- _DATA ROWS_:
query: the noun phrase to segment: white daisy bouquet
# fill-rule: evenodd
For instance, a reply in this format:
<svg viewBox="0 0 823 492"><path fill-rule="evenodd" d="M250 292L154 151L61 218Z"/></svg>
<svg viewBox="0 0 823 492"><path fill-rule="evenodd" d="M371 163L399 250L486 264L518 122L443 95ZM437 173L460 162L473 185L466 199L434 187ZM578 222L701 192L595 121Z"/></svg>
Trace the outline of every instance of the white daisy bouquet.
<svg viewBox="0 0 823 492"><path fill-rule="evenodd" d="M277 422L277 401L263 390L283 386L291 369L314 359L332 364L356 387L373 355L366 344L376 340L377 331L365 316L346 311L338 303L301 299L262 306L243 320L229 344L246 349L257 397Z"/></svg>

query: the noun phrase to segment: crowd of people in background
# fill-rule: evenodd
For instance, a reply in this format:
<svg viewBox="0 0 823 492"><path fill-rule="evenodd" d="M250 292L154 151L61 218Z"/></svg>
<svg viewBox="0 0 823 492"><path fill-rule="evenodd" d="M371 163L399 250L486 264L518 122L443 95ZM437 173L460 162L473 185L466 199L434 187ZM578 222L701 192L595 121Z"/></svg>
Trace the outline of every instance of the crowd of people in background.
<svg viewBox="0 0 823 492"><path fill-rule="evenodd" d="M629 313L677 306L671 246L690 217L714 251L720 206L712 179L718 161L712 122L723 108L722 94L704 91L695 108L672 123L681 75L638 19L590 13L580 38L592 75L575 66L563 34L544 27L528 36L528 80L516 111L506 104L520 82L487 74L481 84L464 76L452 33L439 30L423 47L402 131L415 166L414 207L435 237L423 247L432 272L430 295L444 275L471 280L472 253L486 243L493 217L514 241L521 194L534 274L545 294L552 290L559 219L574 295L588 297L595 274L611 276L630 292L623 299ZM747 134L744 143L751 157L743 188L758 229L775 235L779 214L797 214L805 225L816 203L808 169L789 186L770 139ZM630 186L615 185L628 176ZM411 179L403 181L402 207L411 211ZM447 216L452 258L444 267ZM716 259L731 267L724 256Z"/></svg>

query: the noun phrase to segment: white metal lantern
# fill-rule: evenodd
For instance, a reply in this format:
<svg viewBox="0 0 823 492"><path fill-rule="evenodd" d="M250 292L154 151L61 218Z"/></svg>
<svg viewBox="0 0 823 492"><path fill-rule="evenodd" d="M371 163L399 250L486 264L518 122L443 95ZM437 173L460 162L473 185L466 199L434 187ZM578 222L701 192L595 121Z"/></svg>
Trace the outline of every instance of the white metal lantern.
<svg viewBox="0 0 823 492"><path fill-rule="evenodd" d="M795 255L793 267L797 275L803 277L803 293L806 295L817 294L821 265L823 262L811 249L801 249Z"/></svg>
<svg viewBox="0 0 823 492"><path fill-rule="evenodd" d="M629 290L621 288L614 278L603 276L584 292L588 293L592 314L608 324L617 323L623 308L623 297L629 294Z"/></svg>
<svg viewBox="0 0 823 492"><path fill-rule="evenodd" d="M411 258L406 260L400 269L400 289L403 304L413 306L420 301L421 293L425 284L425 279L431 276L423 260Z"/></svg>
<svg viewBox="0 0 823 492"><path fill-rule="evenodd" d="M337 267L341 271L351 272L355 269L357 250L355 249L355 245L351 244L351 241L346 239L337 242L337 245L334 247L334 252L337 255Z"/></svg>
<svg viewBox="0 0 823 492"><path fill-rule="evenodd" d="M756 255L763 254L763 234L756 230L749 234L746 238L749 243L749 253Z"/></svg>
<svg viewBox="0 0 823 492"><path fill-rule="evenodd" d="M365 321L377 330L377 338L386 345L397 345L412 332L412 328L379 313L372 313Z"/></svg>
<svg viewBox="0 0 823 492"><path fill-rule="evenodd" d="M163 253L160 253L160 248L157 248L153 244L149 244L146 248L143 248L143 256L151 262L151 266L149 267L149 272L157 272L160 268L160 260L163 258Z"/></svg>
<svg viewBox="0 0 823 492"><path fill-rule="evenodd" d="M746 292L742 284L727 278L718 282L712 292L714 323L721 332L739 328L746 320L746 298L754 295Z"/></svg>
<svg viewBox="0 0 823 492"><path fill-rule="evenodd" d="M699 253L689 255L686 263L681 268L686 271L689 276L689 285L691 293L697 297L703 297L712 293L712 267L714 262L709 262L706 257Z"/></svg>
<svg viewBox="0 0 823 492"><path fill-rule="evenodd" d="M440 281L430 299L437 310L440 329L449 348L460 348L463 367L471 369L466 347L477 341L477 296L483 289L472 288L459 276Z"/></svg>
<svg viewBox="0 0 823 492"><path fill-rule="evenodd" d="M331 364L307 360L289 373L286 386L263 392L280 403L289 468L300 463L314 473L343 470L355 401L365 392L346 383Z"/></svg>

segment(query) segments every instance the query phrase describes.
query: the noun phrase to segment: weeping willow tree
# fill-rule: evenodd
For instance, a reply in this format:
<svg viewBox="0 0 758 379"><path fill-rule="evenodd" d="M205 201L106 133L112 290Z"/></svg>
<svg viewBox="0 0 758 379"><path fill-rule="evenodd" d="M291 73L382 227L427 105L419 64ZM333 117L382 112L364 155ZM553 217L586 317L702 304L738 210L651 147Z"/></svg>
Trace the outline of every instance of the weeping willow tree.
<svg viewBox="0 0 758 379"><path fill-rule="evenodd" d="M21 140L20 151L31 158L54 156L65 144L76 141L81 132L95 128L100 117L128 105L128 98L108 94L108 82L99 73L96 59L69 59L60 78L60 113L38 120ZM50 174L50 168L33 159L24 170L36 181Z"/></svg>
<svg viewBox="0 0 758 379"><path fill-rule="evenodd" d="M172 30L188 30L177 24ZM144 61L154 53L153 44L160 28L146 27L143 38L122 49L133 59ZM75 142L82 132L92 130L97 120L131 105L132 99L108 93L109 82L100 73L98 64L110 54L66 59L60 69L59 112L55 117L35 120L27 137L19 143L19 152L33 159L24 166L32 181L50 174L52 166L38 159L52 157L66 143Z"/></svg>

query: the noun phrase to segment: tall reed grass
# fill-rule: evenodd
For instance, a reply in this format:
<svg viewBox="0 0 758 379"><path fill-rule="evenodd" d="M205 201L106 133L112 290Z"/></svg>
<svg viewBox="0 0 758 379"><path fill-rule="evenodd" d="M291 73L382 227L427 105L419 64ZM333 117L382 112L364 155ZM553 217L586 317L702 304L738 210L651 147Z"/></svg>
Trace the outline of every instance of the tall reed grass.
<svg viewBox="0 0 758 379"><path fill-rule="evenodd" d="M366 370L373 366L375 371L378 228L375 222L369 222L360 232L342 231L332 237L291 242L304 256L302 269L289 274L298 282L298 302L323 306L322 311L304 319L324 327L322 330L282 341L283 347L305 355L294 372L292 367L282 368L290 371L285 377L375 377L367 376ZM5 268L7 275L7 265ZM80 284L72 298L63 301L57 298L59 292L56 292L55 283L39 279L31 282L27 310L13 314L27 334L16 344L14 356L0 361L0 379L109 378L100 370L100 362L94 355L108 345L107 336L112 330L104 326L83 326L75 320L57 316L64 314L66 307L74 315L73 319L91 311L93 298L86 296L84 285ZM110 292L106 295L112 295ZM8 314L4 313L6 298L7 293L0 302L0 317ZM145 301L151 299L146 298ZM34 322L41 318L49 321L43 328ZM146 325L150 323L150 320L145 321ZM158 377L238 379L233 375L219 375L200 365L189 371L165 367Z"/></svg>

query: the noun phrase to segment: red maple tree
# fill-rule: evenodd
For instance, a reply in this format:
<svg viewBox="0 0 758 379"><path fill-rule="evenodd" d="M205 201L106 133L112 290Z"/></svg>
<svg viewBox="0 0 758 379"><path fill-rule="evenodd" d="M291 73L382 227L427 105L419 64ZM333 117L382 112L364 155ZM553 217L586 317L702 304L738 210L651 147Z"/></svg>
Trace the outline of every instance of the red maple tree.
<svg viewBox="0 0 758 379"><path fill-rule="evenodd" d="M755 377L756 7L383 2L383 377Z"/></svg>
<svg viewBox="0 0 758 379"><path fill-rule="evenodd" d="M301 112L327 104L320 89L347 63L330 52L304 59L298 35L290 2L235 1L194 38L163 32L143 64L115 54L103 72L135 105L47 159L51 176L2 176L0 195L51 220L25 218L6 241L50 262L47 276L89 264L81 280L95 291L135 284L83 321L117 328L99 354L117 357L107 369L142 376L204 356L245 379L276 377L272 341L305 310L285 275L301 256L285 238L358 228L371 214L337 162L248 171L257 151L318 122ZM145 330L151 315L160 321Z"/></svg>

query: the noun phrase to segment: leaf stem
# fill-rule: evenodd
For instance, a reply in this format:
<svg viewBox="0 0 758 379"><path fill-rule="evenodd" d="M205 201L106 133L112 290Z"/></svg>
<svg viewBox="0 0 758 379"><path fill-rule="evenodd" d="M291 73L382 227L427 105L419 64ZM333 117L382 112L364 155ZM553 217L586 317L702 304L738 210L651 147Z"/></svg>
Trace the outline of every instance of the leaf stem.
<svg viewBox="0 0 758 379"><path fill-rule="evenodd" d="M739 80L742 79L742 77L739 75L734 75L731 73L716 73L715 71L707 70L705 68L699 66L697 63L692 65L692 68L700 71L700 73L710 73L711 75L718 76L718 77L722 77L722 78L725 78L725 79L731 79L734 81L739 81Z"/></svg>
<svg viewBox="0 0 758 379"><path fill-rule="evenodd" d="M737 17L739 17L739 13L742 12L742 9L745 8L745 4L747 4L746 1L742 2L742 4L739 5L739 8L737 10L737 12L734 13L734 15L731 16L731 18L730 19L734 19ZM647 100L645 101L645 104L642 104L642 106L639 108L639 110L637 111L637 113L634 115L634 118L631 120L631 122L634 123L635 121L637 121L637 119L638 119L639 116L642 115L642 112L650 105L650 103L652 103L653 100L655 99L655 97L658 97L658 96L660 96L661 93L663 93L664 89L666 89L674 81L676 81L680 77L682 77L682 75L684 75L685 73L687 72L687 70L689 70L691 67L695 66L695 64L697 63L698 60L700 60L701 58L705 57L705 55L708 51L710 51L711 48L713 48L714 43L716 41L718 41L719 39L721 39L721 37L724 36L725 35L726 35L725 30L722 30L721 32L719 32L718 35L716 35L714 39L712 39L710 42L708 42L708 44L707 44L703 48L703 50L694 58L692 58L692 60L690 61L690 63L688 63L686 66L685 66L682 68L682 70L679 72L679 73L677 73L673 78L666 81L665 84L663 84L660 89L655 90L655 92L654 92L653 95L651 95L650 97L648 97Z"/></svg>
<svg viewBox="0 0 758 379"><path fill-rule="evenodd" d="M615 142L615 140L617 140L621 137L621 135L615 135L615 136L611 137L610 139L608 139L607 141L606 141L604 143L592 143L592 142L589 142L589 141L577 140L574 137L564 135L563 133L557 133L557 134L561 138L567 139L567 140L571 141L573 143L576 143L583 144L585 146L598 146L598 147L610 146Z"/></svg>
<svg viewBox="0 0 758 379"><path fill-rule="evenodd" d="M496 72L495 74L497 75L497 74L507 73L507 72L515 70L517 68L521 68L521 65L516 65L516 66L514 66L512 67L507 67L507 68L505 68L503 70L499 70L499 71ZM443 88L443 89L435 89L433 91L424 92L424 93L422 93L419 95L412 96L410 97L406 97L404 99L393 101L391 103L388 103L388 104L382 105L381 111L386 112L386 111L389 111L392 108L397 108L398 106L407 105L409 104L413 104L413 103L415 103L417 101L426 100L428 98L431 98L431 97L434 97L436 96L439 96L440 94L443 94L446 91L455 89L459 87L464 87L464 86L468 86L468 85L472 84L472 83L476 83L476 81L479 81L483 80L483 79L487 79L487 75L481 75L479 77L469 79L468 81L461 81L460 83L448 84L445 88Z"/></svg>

- _TASK REQUIREMENTS_: Print the records verbatim, beginning with their first line and ending with the line that contains "422L277 401L263 390L283", including both of those lines.

- _SOLVED PROBLEM_:
query: the noun phrase to segment: white daisy bouquet
# fill-rule: evenodd
For instance, a reply in this format:
<svg viewBox="0 0 823 492"><path fill-rule="evenodd" d="M250 292L154 151L61 218Z"/></svg>
<svg viewBox="0 0 823 492"><path fill-rule="evenodd" d="M371 163L399 250L486 264L518 122L443 95ZM437 173L460 162L473 185L466 199L434 187ZM578 222L701 192L595 121Z"/></svg>
Trace the outline of every instance of the white daisy bouquet.
<svg viewBox="0 0 823 492"><path fill-rule="evenodd" d="M277 422L277 401L263 390L283 386L291 369L314 359L332 364L356 387L373 355L366 344L376 340L377 331L365 316L346 311L338 303L301 299L262 306L243 320L229 344L246 349L257 397Z"/></svg>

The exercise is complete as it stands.